### TEXTAUSZUG

VL10: Motivtheorien Flashcards
Was sind Ziele und welche Funktionen erfüllen sie?
Ziele sind proximale Determinanten des Handelns. Sie bestimmten einen Großteil unseres Verhaltens direkt, sie sind kognitive Repräsentationen erwünschter Zustände und mit der Absicht verbunden den angestrebten Zielzustand aktiv herbeizuführen.
Erläutern Sie die Studie von Förster und Kollegen (2005) zur Zugänglichkeit zielrelevanter Informationen (Aufbau, Befunde, Interpretation).
Die Studie von Förster et al. (2005) untersucht, wie sich die kognitive Zugänglichkeit von Informationen verändert, wenn Personen auf ein bestimmtes Ziel fokussiert sind. Konkret geht es darum, ob zielrelevante Begriffe schneller verarbeitet werden und ob diese erhöhte Zugänglichkeit nach Zielerreichung wieder abnimmt.
Aufbau der Studie:
Die Versuchspersonen sehen Bildabfolgen mit alltäglichen Objekten (z. B. Brille, Regenschirm, Schere, Glocke, Brief). Sie werden in zwei Gruppen aufgeteilt:
Zielbedingung: Die Probanden erhalten die Aufgabe, die Sequenz „Brille – Schere“ in den Bildserien zu identifizieren.
Kontrollbedingung: Diese Gruppe erhält keinen spezifischen Suchauftrag.
Während der Präsentation durchlaufen die Probanden vier Bildserien, wobei die kritische Abfolge in Serie 3 erscheint – hier könnte das Ziel als „erreicht“ gelten.
Nach jeder Bildserie folgt eine lexikalische Entscheidungsaufgabe, bei der die Probanden angeben müssen, ob ein dargebotener Stimulus ein Wort (z. B. „SONNE“) oder ein Nicht-Wort (z. B. „ONNES“) ist. Dabei gibt es drei Wortkategorien:
Semantisch assoziierte Wörter (z. B. „Sonne“ für „Brille“)
Nicht assoziierte Wörter (z. B. „Katze“)
Nicht-Wörter (z. B. „ONNES“)

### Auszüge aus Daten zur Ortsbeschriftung
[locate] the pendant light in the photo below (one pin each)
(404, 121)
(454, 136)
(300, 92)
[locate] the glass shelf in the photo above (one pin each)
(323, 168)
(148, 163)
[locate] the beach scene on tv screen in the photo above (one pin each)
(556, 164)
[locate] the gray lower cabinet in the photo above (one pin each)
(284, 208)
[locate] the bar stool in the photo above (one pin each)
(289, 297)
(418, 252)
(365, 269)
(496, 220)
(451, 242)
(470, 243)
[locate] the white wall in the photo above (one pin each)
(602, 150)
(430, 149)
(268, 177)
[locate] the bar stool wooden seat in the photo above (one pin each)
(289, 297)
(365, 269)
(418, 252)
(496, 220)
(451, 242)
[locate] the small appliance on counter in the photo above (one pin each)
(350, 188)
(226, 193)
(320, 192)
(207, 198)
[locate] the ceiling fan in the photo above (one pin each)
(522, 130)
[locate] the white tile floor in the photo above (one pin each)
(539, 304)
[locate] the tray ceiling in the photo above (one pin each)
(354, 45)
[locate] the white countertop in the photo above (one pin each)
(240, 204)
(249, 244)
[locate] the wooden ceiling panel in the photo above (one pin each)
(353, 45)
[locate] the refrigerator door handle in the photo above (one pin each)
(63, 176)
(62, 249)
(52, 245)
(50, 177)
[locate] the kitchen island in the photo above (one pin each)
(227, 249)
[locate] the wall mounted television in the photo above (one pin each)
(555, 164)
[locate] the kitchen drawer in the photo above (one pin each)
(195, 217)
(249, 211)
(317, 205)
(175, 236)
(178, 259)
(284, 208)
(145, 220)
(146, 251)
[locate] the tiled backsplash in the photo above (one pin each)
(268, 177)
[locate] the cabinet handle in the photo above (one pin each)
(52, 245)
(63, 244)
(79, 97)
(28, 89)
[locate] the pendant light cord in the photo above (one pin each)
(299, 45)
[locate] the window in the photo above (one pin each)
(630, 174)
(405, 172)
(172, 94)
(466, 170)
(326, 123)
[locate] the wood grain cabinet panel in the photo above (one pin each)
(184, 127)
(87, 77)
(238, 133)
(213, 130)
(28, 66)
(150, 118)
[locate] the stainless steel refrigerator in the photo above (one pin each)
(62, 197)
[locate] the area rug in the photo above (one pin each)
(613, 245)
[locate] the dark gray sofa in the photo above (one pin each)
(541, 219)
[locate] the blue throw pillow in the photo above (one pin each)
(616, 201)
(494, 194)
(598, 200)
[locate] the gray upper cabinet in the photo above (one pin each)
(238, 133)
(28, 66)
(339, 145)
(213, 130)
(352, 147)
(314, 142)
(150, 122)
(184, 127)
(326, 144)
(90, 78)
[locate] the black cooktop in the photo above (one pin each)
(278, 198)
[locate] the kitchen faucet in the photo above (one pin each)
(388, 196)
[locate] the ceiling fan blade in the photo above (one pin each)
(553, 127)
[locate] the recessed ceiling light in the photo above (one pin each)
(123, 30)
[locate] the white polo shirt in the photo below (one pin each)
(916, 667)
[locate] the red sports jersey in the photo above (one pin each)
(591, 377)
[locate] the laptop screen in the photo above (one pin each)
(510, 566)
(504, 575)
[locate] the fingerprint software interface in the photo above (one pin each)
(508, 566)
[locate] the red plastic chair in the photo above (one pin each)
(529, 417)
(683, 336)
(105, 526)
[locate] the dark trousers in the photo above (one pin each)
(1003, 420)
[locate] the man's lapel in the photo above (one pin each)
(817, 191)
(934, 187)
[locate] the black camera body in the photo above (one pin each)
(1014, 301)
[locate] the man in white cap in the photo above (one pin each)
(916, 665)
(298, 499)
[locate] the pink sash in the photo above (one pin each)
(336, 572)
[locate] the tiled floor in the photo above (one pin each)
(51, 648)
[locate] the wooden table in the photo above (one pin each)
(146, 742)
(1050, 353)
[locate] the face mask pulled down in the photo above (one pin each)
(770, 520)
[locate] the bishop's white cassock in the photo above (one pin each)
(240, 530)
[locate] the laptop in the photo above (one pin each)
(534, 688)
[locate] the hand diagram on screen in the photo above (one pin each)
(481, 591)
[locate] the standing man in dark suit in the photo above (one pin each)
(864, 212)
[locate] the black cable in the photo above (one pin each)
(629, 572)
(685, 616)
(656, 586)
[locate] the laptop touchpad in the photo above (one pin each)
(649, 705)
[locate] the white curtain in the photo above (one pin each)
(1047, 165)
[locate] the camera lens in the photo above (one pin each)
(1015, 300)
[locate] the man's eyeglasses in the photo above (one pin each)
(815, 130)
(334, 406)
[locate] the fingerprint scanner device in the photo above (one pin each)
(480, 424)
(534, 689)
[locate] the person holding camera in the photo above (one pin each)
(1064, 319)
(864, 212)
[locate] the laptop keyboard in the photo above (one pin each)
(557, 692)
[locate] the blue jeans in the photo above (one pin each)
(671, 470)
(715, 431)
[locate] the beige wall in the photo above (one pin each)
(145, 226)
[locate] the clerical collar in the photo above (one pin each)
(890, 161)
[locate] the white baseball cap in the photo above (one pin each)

### DEINE AUFGABE
Erkläre anhand des Textauszugs oben, warum das Ziel in der Studie von Förster und Kollegen in Serie 3 als „erreicht“ gelten könnte.

### DIE ANTWORT
In Serie 3 erscheint die kritische Abfolge „Brille – Schere“. Die Probanden der Zielbedingung haben die Aufgabe, genau diese Sequenz in den Bildserien zu identifizieren.